__READING TEXT__.
# Las Vegas questions for April trip with teenagers



## CCR (Jun 23, 2016)

jstapleton said:


> I was looking for next Memorial Day weekend and see Hilton Grand Vacation Club come up (among others) on Paradise, the Blvd. and Flamingo.
> Which one is preferred over the other?
> I'm not even sure I want to trade since we have never been and thinking maybe we need to be right on the strip
> Can anyone please help me.  We will be traveling with another couple that have been there before but we are going for my 50th.
> ...



I have the same question but probably prefer to not be right on the strip. What Vegas resort should I pick that is available in RCI and/or Interval.

I've got teenagers so what would appeal to them most.

With RCI I can see Vegas openings at the Hilton resorts as well as the Tahiti Village. In Interval I see the Cancun resort.  Anyone have opinions on these resorts?    It looks like the Flamingo only has the one bedrooms available so I can't do that option with a group of 5. 

I already have the Worldmark on the Boulevard booked but I'm thinking one of these options would be nicer and I could cancel that reservation.


----------



## Karen G (Jun 24, 2016)

CCR said:


> I have the same question but probably prefer to not be right on the strip. What Vegas resort should I pick that is available in RCI and/or Interval.
> 
> I've got teenagers so what would appeal to them most.


When are you planning to come? I would imagine the teenagers would enjoy the pool if you are coming in the warmer months. Are you going to have a car? Are you planning to visit other places besides the Strip?

__DATA SECTION__.
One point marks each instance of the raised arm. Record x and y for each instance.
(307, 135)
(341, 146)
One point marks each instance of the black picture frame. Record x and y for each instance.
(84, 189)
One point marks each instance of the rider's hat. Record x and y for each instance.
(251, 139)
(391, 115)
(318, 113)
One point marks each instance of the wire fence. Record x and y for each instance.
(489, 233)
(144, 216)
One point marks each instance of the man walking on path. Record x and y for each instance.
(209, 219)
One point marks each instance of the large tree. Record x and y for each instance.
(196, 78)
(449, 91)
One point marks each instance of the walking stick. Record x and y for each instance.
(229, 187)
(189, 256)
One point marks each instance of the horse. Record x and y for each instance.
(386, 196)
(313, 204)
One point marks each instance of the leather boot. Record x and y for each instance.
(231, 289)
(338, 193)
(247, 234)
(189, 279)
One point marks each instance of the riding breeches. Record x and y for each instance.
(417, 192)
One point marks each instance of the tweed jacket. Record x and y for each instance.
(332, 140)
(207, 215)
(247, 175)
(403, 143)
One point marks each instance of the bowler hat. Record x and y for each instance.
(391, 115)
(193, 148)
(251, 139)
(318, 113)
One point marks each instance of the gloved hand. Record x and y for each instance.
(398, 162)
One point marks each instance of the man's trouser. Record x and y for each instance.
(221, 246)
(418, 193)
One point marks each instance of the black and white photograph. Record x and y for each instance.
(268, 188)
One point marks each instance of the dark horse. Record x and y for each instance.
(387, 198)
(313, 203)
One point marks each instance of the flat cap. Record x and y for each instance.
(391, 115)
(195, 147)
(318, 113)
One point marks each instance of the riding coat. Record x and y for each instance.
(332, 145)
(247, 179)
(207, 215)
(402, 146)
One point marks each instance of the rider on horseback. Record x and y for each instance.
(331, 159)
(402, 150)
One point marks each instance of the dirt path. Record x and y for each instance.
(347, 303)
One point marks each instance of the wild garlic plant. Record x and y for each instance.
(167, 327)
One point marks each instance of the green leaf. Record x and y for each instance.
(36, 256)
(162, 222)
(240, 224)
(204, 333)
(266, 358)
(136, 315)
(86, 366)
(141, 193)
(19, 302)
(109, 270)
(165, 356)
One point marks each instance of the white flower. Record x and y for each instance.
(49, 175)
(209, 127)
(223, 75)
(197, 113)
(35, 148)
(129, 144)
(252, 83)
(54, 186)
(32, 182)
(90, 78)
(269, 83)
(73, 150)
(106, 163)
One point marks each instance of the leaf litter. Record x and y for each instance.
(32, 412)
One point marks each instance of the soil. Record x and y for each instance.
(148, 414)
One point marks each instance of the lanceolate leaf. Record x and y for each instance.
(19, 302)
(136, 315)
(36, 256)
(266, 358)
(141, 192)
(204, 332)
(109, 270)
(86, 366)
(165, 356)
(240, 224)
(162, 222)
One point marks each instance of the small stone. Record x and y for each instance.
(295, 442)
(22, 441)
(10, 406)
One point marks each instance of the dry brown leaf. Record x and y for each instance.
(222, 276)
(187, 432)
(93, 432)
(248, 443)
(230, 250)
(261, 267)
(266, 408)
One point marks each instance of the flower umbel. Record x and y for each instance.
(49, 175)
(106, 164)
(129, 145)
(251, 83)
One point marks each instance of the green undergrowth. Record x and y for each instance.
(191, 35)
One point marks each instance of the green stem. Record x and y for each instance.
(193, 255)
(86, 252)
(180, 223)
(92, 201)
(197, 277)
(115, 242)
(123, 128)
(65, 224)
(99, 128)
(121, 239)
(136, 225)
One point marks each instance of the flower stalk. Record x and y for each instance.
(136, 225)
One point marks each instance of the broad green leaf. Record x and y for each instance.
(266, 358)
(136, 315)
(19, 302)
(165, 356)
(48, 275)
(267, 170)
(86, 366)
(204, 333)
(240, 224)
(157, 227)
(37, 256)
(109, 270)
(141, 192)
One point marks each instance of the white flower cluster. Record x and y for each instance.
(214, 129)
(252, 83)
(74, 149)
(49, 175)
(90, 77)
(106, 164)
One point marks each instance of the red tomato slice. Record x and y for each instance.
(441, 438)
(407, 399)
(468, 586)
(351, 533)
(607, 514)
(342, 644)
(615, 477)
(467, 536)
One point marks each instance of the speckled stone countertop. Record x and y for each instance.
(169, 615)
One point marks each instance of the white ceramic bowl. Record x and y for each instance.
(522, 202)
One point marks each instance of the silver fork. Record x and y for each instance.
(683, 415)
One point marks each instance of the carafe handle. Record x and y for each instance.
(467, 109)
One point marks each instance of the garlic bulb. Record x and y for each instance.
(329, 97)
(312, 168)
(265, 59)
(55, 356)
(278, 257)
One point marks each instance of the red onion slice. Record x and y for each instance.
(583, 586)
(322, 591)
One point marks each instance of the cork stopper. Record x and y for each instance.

__PARTS OF THE EXERCISE__.
[a] Answer these questions from the Las Vegas thread:
(i) Which resort does CCR see in Interval?
(ii) Which resort has CCR already booked?
(iii) What size of group does CCR give as the reason the Flamingo won't work?
[b] Copy the stretch of the Las Vegas thread from "## Karen G (Jun" through "besides the Strip?".

__SOLUTIONS TO EACH TASK__.
[a]
(i) The Cancun resort
(ii) The Worldmark on the Boulevard
(iii) A group of 5

[b]
## Karen G (Jun 24, 2016)

CCR said:


> I have the same question but probably prefer to not be right on the strip. What Vegas resort should I pick that is available in RCI and/or Interval.
> 
> I've got teenagers so what would appeal to them most.


When are you planning to come? I would imagine the teenagers would enjoy the pool if you are coming in the warmer months. Are you going to have a car? Are you planning to visit other places besides the Strip?